▸ Short task
Extract every one of the rows below that contains the string "boat", matching case exactly.

▸ Supplied material
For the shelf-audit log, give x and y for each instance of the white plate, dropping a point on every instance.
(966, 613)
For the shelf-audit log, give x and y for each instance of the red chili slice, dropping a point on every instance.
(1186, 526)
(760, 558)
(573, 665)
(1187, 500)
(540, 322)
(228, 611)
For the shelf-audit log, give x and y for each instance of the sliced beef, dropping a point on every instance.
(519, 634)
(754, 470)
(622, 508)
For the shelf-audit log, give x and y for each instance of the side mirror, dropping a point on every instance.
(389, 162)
...
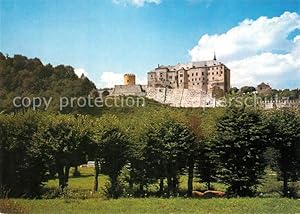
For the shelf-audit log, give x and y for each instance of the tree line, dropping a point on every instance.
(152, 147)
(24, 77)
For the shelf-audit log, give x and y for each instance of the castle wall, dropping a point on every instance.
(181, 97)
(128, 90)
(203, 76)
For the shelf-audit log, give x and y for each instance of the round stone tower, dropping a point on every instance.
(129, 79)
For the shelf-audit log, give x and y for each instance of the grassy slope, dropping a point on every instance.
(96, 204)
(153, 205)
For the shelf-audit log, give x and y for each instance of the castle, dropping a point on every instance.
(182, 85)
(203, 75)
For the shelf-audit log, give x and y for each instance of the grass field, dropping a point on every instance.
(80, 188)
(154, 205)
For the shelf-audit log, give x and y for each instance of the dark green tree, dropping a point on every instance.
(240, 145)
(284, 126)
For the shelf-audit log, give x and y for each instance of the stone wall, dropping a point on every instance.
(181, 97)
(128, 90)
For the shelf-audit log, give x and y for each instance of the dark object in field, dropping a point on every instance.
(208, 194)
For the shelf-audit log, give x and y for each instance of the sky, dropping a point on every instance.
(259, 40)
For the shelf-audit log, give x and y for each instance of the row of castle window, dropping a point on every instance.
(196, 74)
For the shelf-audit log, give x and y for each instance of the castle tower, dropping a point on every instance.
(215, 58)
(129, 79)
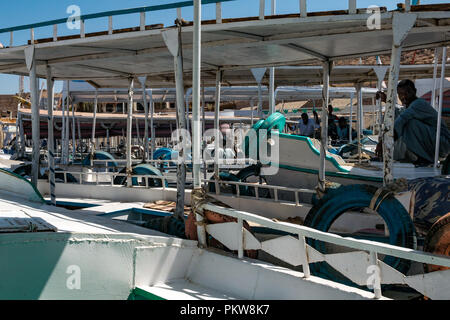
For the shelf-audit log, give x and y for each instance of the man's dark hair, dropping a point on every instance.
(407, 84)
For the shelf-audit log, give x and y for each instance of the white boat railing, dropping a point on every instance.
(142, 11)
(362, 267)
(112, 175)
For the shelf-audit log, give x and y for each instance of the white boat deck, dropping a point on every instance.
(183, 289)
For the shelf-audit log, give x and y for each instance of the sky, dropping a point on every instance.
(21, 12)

▸ Result for this exercise
For the shelf-audit log, give x and y for each instance of the white boat railing, dropping a point on every instance.
For the shelf-audit log, give x and y for each instance of the white boat deck, dropping a point on every instance.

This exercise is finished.